> [Problem to solve]
What follows is a set of records, each of which is to be written out exactly.

> [Dataset records]
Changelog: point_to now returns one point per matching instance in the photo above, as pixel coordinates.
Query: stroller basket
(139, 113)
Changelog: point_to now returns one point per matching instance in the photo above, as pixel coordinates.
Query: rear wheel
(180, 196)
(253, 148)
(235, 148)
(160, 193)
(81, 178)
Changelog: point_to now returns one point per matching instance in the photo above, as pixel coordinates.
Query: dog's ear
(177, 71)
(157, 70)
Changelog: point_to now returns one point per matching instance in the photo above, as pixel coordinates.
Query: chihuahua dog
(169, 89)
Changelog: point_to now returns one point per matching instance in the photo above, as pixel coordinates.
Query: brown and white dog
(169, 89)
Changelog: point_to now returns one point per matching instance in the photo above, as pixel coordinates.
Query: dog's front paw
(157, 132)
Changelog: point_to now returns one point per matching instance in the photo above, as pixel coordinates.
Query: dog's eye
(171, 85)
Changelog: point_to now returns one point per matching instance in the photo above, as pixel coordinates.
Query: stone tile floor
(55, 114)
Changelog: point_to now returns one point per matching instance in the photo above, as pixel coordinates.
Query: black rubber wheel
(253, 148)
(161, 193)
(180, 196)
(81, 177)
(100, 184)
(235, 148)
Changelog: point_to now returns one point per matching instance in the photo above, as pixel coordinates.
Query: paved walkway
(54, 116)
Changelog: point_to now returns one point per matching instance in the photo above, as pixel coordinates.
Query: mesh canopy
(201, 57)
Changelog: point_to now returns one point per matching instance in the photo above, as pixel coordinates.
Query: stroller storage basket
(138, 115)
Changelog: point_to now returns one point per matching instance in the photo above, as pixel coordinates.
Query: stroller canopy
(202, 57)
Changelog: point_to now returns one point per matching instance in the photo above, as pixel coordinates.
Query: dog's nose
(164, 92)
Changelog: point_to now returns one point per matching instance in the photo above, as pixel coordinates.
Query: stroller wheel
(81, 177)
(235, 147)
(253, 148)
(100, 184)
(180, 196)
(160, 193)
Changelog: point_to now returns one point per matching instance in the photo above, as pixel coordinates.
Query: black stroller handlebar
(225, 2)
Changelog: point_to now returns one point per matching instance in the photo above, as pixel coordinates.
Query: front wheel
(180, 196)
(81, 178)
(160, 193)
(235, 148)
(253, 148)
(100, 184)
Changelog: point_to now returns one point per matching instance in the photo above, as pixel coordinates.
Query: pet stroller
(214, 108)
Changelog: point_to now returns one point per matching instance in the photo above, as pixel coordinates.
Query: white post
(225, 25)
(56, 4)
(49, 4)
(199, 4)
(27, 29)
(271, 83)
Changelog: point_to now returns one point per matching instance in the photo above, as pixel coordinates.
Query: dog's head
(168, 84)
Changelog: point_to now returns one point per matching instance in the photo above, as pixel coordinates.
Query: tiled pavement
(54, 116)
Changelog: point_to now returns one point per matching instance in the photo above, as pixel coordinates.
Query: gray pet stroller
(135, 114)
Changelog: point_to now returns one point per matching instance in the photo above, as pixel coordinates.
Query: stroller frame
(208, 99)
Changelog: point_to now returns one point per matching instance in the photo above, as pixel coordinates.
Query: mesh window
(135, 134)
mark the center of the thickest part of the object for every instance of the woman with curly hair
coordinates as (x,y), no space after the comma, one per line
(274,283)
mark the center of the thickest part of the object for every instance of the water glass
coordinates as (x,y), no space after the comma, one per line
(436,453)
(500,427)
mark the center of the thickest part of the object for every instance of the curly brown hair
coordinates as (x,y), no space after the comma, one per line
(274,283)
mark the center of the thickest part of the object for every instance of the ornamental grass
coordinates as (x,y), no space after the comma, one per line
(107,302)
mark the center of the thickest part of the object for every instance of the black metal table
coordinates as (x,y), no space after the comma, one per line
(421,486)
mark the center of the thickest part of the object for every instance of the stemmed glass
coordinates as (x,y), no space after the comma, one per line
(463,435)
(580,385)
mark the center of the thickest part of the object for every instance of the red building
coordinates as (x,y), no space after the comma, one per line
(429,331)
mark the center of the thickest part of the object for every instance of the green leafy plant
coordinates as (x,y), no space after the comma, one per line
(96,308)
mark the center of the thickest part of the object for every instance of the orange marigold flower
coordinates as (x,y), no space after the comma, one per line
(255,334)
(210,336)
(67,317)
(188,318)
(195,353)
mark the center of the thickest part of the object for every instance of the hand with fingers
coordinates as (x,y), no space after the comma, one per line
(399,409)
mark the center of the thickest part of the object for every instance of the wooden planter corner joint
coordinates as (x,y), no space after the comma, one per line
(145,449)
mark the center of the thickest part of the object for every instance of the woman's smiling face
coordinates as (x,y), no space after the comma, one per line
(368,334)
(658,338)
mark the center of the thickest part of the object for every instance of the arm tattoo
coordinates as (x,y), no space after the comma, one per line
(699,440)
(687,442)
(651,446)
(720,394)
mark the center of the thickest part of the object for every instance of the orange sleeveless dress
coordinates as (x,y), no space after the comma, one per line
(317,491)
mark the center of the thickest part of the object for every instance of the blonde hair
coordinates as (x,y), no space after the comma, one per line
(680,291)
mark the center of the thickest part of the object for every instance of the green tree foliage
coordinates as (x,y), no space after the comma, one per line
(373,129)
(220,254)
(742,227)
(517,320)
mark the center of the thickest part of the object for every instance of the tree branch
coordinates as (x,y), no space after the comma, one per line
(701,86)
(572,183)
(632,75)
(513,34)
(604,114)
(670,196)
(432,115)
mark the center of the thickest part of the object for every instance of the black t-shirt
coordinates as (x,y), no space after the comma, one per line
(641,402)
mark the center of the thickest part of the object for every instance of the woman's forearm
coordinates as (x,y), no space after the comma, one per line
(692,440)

> [Answer section]
Changelog: point_to now returns one point per matching instance in the photo above, as pixel coordinates.
Query: stroller basket
(139, 113)
Changelog: point_to now returns one point per matching instance in the photo above, as pixel coordinates.
Query: rear wheel
(180, 196)
(253, 148)
(235, 148)
(160, 193)
(81, 178)
Changelog: point_to now returns one point per matching instance in the photo above, as pixel coordinates.
Query: dog's ear
(177, 71)
(157, 70)
Changelog: point_to now returns one point per matching instance in the photo above, as pixel coordinates.
Query: chihuahua dog
(169, 89)
Changelog: point_to now returns one point per matching instance in the photo above, as pixel coordinates.
Query: brown and white dog
(169, 89)
Changelog: point_to now returns one point per matching instance in the photo above, as pixel coordinates.
Query: dog's front paw
(157, 132)
Changelog: point_to now returns one point per matching instance in the photo above, as pixel coordinates.
Query: dog's eye
(171, 85)
Changelog: point_to now returns one point per matching instance in the photo above, as pixel coordinates.
Query: stone tile floor
(55, 114)
Changelog: point_to now returns one point per matching instance in the photo above, as pixel coordinates.
Query: black rubber wheel
(253, 148)
(161, 193)
(180, 196)
(81, 177)
(100, 184)
(235, 148)
Changelog: point_to now returns one point per matching instance in the photo above, as pixel coordinates.
Query: paved walkway
(54, 116)
Changelog: point_to now returns one point per matching instance in the photo above, as pixel coordinates.
Query: mesh canopy
(201, 57)
Changelog: point_to now returns one point per matching instance in the photo above, as pixel coordinates.
Query: stroller storage basket
(138, 115)
Changelog: point_to now returns one point per matching instance in the photo above, as pixel coordinates.
Query: stroller canopy
(202, 57)
Changelog: point_to now returns one point per matching instance in the photo above, as pixel coordinates.
Query: dog's nose
(164, 92)
Changelog: point_to now returns one point per matching instance in the photo above, as pixel coordinates.
Query: stroller wheel
(81, 177)
(235, 147)
(253, 148)
(100, 184)
(180, 196)
(160, 193)
Changelog: point_to now returns one point per matching instance in the photo above, as pixel coordinates.
Query: black stroller handlebar
(225, 2)
Changelog: point_to now returns one point per matching instance in the photo above, as pixel coordinates.
Query: front wheel
(180, 196)
(81, 178)
(160, 193)
(235, 148)
(253, 148)
(100, 184)
Changelog: point_to now returns one point per matching instance in the photo above, as pixel coordinates.
Query: pet stroller
(214, 108)
Changelog: point_to now returns one point per matching instance in the photo above, as pixel coordinates.
Query: white post
(225, 25)
(56, 4)
(49, 4)
(199, 4)
(27, 29)
(271, 83)
Changelog: point_to now returns one point per matching instance in the photo above, as pixel coordinates.
Query: dog's head
(168, 84)
Changelog: point_to now returns one point per matching instance in the photo above, as pixel coordinates.
Query: tiled pavement
(54, 116)
Changelog: point_to now returns one point per matching instance in the photo above, as pixel coordinates.
Query: gray pet stroller
(135, 114)
Changelog: point_to now returns one point per matching instance in the photo above, as pixel coordinates.
Query: stroller frame
(208, 99)
Changelog: point_to now returns one point per matching instance in the photo above, as pixel coordinates.
Query: mesh window
(135, 134)
mark the center of the thickest part of the object for every instance of the woman with curly hair
coordinates as (x,y), no space after the comma, one per line
(274,283)
mark the center of the thickest part of the object for every instance of the water glass
coordinates as (x,y), no space after the comma, one per line
(436,453)
(500,427)
mark the center of the thickest part of the object for every instance of the curly brown hair
coordinates as (x,y), no space after the comma, one per line
(274,283)
mark the center of the thickest part of the object for every instance of the ornamental grass
coordinates as (x,y), no space after the comma, one per line
(107,302)
mark the center of the thickest part of the object for every instance of the black metal table
coordinates as (x,y), no space after the comma, one per line
(421,486)
mark the center of the thickest part of the object for every instance of the stemmed glass
coordinates as (x,y), no space after the comma, one per line
(463,435)
(580,385)
mark the center of the thickest part of the object for every instance of the red building
coordinates as (x,y), no space after the comma, one per line
(429,331)
mark the center of the thickest part of the object for every instance of the green leafy plant
coordinates as (x,y), no space after the comma, one per line
(96,308)
mark the center of the thickest part of the object for every instance of the orange marigold flower
coordinates as (x,y), no space after the comma, one per line
(255,334)
(210,336)
(67,317)
(188,318)
(195,353)
mark the center of the thickest part of the object for every instance of the hand with fingers
coordinates as (x,y), no space after the comma, one per line
(399,409)
mark the center of the thickest part of the object for every instance of the wooden planter corner joint
coordinates as (x,y), no space after the comma, one per line
(145,449)
mark the center of the thickest part of the object for every instance of the woman's smiling face
coordinates as (x,y), no space after the comma, one per line
(368,334)
(658,338)
mark the center of the thickest part of the object for every instance of the arm tattoo
coordinates as (x,y), no space after the comma, one per line
(699,440)
(687,442)
(651,446)
(720,394)
mark the center of the thickest part of the object for every instance of the orange sleeveless dress
coordinates as (x,y), no space after the comma, one per line
(317,491)
mark the center of the thickest part of the object for every instance of the blonde hair
coordinates as (x,y), no space after the comma, one per line
(680,291)
mark the center of the thickest part of the object for every instance of the green tree foliage
coordinates as (x,y), no space after the comma, one per line
(373,129)
(220,254)
(742,227)
(517,320)
mark the center of the thickest part of the object for every instance of the tree branch
coordinates as (x,y), no space after the comma, one per line
(701,86)
(572,183)
(632,75)
(513,34)
(604,114)
(670,196)
(432,115)
mark the center of the thickest part of the object for every instance of the black t-shirt
coordinates as (x,y), no space after the comma, one per line
(641,402)
mark the center of the thickest part of the object for every instance of the woman's forearm
coordinates as (x,y), no space after the comma, one per line
(692,440)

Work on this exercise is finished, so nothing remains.